> FRAGMENTO SELECCIONADO:
════════════════
Debemos abrirles a los jóvenes
[mexicanos] ambiciosos las
puertas de nuestras universidades
y hacer el esfuerzo de educarlos
en el modo de vida americano,
según nuestros valores y en el
respeto del liderazgo de los
Estados Unidos.
—Robert Lansing
Secretario de Estado
Washington, 1925
Recuerdo que en los años 60 y en la Zona Rosa, como muchos otros que se dedicaban a ligar gringas, Eduardo Farra le decía a una muchacha texana que él se llamaba Eduardo Pemex. Claro, muy pronto, la jovencita cortejada preguntaba.
—Oye, ¿y tú que tienes que ver con esas gasolineras Pemex?
—Es el negocio de mi familia —le contestaba Eduardo, Su Fálica Excelencia (según le decían).
Ahora que un funcionario público lo mismo puede ser político que hombre de negocios no extraña tanto que tengan una preparación semejante, por lo general en Estados Unidos. No van a estudiar administración pública en París ni economía en la London School of Economics. No. Más bien van a tomar algunos cursillos de contabilidad o de “administración de empresas”, como hizo Juan Camilo Pemex en una modesta universidad de Orlando, Florida. Estudian cómo hacer un cheque.
Es algo que viene sucediendo desde los años del presidente Plutarco Elías Calles (1924-1928) o desde los tiempos en que Manuel Gómez Morín (fundador del PAN) se entrena en Nueva York como agente financiero del gobierno mexicano y se prepara para la instauración del Banco de México en 1925. A uno de sus directores, a Rodrigo Gómez, regiomontano, también le encantaba la escuela norteamericana. Los gringos, caray, decía, son la pura perinola.
A partir de entonces se establece implícitamente que México habría de integrarse en muchas instancias a Estados Unidos, y no sólo en la esfera económica. De hecho, desde el punto de vista militar y energético, México es —en la estrategia geopolítica estadounidense y en cuestiones de “seguridad nacional”— parte de la Unión Americana.
════════════════
> DATOS PROPORCIONADOS:
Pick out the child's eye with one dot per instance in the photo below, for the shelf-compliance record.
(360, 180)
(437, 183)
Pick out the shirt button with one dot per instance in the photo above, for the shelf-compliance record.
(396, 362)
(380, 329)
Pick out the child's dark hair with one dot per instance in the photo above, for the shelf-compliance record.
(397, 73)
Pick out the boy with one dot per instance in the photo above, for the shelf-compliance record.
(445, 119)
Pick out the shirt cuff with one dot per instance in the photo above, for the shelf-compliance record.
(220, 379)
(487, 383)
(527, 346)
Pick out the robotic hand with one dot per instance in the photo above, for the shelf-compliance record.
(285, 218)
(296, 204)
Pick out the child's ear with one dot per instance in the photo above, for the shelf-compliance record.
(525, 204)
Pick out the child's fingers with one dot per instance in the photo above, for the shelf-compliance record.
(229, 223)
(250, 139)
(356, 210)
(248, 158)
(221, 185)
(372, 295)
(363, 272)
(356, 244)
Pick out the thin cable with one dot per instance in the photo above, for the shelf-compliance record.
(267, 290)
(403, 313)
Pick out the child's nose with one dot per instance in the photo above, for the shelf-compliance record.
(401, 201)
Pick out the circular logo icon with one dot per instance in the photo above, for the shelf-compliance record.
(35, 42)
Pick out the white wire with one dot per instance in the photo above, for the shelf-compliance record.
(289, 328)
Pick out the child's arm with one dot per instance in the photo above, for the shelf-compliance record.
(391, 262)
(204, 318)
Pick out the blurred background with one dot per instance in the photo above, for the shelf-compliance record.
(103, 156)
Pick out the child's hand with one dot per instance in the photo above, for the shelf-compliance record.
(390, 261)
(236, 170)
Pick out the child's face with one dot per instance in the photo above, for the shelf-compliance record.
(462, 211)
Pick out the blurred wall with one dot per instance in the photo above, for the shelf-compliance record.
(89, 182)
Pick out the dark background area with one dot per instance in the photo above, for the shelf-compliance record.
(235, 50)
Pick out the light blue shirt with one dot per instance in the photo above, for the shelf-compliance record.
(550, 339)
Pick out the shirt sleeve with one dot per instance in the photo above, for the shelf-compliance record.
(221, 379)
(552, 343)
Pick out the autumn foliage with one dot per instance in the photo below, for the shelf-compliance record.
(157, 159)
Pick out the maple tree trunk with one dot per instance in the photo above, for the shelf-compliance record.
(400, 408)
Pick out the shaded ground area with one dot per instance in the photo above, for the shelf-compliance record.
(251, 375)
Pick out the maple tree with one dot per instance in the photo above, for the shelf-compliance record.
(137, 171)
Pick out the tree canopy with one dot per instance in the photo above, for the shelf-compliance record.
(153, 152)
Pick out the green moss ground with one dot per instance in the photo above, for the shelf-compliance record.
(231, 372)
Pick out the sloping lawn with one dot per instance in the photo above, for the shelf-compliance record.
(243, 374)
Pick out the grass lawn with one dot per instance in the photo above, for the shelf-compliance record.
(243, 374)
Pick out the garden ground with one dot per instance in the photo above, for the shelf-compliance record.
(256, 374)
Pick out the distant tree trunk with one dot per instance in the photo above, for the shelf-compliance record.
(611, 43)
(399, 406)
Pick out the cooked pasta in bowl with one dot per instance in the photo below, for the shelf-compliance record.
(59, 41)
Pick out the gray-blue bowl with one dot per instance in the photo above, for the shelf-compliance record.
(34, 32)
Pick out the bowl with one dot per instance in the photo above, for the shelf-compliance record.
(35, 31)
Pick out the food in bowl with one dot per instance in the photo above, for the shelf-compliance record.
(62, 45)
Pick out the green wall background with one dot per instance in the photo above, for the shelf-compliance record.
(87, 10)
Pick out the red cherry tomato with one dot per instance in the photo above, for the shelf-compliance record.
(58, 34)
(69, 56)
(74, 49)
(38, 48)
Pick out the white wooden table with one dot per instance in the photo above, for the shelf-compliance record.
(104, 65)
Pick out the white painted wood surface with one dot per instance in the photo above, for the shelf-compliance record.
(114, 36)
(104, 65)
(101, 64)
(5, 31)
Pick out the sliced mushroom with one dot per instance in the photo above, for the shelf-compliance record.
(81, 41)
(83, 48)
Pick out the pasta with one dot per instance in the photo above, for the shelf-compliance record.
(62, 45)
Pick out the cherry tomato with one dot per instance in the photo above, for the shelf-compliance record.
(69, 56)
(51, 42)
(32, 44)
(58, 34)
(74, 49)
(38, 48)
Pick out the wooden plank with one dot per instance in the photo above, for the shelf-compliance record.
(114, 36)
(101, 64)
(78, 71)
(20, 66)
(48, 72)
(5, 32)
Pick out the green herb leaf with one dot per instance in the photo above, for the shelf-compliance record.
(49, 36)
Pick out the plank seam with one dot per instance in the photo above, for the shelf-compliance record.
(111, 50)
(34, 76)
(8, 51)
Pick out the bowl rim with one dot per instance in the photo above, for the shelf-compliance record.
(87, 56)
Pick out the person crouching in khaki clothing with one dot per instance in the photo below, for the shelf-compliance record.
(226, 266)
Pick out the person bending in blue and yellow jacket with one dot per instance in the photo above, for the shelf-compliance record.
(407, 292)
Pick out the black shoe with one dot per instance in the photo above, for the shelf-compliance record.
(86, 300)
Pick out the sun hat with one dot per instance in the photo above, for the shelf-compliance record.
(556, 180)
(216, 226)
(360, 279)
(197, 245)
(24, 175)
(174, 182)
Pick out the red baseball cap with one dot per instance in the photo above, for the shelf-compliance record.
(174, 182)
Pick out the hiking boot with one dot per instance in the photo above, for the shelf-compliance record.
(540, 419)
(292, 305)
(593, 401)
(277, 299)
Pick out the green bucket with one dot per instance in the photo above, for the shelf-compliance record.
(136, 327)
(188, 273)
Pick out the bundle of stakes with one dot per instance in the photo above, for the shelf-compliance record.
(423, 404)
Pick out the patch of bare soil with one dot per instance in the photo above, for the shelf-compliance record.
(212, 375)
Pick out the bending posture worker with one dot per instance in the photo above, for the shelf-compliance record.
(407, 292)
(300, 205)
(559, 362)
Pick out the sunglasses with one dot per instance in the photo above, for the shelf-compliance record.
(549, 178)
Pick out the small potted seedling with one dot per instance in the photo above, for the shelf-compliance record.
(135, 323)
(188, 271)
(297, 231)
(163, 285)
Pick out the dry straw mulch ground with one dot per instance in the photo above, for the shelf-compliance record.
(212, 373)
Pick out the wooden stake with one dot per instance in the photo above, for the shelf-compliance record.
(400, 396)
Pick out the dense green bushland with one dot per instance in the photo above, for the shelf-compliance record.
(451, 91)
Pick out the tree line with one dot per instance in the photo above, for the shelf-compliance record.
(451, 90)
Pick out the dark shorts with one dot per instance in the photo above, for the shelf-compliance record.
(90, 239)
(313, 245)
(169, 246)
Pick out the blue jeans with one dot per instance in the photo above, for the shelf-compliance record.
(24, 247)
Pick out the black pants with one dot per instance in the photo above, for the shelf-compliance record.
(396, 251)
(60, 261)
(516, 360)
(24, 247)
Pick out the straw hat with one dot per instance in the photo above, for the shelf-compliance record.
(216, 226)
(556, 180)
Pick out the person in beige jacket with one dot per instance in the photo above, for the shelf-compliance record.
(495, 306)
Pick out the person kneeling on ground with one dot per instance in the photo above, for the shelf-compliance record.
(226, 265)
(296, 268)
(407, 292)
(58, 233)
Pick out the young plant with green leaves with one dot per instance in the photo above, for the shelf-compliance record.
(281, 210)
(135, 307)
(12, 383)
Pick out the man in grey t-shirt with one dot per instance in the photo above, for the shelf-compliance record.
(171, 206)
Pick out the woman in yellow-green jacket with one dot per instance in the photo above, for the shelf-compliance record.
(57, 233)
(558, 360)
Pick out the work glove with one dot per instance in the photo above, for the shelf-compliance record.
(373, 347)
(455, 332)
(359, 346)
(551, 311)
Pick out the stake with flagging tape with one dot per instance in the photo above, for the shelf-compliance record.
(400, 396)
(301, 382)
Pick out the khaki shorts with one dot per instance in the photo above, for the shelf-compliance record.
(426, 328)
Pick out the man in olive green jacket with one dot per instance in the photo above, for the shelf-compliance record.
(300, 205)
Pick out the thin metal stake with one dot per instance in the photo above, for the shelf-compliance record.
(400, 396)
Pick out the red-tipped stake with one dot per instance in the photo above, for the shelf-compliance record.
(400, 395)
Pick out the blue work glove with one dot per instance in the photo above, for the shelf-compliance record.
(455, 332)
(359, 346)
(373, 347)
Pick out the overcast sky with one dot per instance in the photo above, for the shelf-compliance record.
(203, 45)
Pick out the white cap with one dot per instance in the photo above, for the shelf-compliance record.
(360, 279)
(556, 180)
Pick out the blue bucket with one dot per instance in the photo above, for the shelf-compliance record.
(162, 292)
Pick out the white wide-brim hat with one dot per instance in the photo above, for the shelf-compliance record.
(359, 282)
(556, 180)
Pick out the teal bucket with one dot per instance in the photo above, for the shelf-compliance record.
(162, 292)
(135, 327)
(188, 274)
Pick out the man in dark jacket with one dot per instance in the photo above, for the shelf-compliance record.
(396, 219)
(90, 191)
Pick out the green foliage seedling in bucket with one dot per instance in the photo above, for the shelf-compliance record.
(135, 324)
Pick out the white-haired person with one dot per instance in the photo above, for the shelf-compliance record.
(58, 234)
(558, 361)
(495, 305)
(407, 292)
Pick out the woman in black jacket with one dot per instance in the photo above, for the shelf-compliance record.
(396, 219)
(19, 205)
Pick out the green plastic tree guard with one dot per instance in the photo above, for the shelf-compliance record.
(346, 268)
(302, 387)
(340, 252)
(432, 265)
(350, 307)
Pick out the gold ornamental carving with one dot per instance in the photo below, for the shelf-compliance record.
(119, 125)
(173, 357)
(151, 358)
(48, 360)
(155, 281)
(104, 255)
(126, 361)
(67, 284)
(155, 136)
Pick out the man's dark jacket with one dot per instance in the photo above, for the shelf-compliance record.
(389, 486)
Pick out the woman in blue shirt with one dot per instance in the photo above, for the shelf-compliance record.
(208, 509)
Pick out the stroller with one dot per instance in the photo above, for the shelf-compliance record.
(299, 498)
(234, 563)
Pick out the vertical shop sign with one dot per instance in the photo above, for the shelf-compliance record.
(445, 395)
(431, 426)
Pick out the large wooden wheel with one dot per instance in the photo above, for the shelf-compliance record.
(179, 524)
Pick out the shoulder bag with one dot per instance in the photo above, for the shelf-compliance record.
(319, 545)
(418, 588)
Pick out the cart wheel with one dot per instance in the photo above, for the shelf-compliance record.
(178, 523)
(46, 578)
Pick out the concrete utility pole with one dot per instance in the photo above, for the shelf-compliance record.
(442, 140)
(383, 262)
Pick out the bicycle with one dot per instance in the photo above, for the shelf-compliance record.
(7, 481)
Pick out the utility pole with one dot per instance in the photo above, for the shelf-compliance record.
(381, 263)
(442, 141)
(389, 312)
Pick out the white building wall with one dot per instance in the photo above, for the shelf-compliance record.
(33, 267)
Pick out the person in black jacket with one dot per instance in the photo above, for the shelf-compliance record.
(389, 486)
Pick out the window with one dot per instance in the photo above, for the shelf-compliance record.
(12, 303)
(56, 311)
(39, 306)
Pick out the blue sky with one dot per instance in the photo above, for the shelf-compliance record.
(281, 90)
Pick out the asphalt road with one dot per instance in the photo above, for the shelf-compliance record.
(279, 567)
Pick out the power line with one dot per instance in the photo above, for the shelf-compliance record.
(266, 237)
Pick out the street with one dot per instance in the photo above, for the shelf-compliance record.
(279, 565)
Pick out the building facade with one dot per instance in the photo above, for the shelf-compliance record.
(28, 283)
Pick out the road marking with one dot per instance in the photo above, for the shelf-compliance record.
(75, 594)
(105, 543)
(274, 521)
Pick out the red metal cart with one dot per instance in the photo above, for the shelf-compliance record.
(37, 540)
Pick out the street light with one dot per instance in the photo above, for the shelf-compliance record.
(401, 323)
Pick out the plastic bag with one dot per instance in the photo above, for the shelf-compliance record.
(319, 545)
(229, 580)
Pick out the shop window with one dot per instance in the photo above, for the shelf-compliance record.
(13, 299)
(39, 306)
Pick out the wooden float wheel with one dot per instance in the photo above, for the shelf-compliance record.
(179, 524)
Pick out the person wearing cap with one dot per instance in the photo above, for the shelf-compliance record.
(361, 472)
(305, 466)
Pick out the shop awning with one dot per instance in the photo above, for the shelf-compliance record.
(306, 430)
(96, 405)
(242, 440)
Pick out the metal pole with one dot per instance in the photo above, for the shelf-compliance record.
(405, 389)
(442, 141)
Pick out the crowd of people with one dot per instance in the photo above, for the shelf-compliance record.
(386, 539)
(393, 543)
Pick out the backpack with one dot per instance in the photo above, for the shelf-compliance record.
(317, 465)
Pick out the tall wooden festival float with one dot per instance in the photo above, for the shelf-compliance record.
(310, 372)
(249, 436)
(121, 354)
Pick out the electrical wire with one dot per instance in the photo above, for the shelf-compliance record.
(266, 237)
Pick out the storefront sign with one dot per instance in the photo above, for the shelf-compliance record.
════════════════
Reproduce sin cambios la parte del fragmento que va de "Ahora que un" a "hacer un cheque.", con ambos extremos incluidos. Las entradas no guardan relación con el fragmento.

> RESPUESTA ESPERADA:
Ahora que un funcionario público lo mismo puede ser político que hombre de negocios no extraña tanto que tengan una preparación semejante, por lo general en Estados Unidos. No van a estudiar administración pública en París ni economía en la London School of Economics. No. Más bien van a tomar algunos cursillos de contabilidad o de “administración de empresas”, como hizo Juan Camilo Pemex en una modesta universidad de Orlando, Florida. Estudian cómo hacer un cheque.